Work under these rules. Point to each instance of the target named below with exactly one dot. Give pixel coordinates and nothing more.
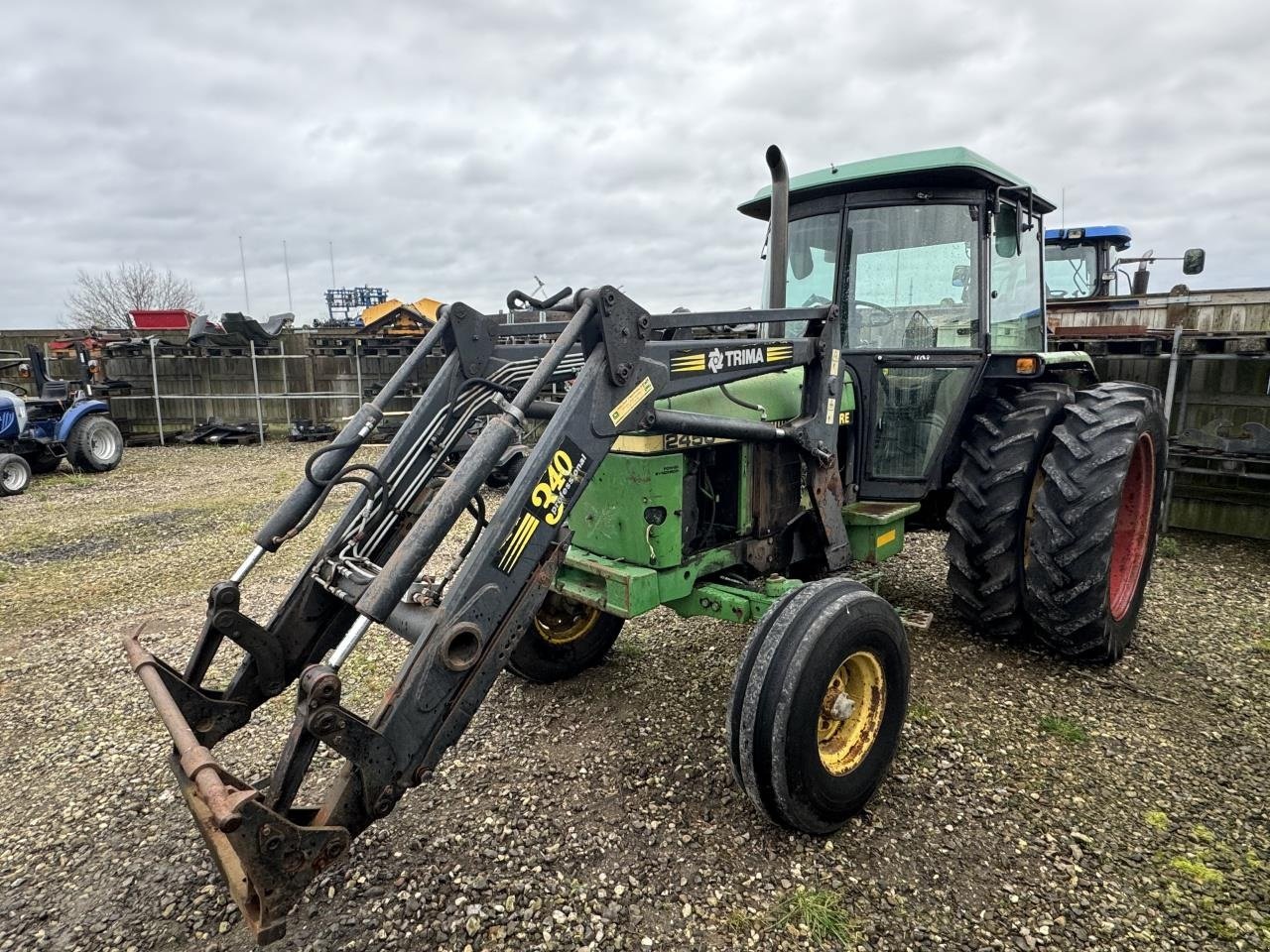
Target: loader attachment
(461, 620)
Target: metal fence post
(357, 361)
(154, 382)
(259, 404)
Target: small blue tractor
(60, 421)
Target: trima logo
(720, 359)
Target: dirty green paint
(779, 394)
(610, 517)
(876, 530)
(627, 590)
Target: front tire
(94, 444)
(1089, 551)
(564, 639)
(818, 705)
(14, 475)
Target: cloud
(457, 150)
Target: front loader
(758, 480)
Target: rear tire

★ ★ ★ ★ ★ ★ ★

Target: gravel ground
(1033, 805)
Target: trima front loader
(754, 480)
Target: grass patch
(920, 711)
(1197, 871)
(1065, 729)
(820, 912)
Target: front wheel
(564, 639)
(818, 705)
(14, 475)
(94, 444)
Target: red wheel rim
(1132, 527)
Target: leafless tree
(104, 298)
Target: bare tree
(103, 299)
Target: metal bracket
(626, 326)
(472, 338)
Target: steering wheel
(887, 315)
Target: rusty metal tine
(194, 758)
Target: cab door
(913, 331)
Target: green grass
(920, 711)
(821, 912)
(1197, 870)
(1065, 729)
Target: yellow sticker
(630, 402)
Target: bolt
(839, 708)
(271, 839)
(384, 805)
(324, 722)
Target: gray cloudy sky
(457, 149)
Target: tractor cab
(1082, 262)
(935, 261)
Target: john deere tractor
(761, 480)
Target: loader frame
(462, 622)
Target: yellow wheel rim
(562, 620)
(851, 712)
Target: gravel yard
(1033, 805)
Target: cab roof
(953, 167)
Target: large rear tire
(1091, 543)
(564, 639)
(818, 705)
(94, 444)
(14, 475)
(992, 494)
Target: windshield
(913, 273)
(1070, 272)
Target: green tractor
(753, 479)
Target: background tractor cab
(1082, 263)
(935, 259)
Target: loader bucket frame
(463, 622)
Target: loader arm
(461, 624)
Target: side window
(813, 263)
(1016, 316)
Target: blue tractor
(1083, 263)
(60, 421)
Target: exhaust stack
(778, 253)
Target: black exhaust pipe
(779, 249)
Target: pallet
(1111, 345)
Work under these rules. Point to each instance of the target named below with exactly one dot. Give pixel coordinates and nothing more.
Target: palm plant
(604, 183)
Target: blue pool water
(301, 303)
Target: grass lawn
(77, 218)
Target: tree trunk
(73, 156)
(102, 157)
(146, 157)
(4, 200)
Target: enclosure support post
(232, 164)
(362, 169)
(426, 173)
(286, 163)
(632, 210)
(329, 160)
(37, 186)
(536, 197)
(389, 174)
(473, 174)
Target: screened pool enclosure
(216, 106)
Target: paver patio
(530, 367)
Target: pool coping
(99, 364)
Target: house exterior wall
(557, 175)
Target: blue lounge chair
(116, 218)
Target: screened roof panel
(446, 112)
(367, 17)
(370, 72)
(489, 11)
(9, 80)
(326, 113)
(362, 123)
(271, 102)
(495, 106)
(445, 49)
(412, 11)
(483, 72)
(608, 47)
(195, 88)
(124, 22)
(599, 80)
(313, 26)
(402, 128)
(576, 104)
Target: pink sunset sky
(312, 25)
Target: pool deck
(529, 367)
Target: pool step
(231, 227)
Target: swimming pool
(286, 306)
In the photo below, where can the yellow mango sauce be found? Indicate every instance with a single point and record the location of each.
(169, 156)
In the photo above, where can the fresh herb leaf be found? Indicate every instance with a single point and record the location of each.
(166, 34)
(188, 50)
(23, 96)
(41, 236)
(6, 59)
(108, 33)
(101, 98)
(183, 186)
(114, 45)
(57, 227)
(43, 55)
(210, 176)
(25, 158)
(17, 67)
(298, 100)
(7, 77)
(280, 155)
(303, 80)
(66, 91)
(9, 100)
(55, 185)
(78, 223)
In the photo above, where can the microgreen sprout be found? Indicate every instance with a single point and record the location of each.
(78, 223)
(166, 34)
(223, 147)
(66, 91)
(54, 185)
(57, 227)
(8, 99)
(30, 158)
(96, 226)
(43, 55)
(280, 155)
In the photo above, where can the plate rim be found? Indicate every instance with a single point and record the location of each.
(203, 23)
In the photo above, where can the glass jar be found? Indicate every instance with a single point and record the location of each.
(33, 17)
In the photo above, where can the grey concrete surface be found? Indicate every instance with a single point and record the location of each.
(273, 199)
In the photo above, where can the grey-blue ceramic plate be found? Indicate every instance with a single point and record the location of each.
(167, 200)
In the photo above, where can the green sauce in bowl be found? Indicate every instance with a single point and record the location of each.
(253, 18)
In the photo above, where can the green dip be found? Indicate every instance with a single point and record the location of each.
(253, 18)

★ ★ ★ ★ ★ ★ ★

- To do: Which lines above run from the one containing "Target: trima logo" down to the one containing "Target: rear tire"? Repeat exactly those, both ends included, and nothing else.

- Exercise result:
Target: trima logo
(720, 359)
Target: dirty green paint
(779, 394)
(610, 517)
(876, 530)
(627, 590)
Target: front tire
(94, 444)
(1089, 551)
(564, 639)
(818, 705)
(14, 475)
Target: cloud
(457, 150)
Target: front loader
(758, 480)
Target: rear tire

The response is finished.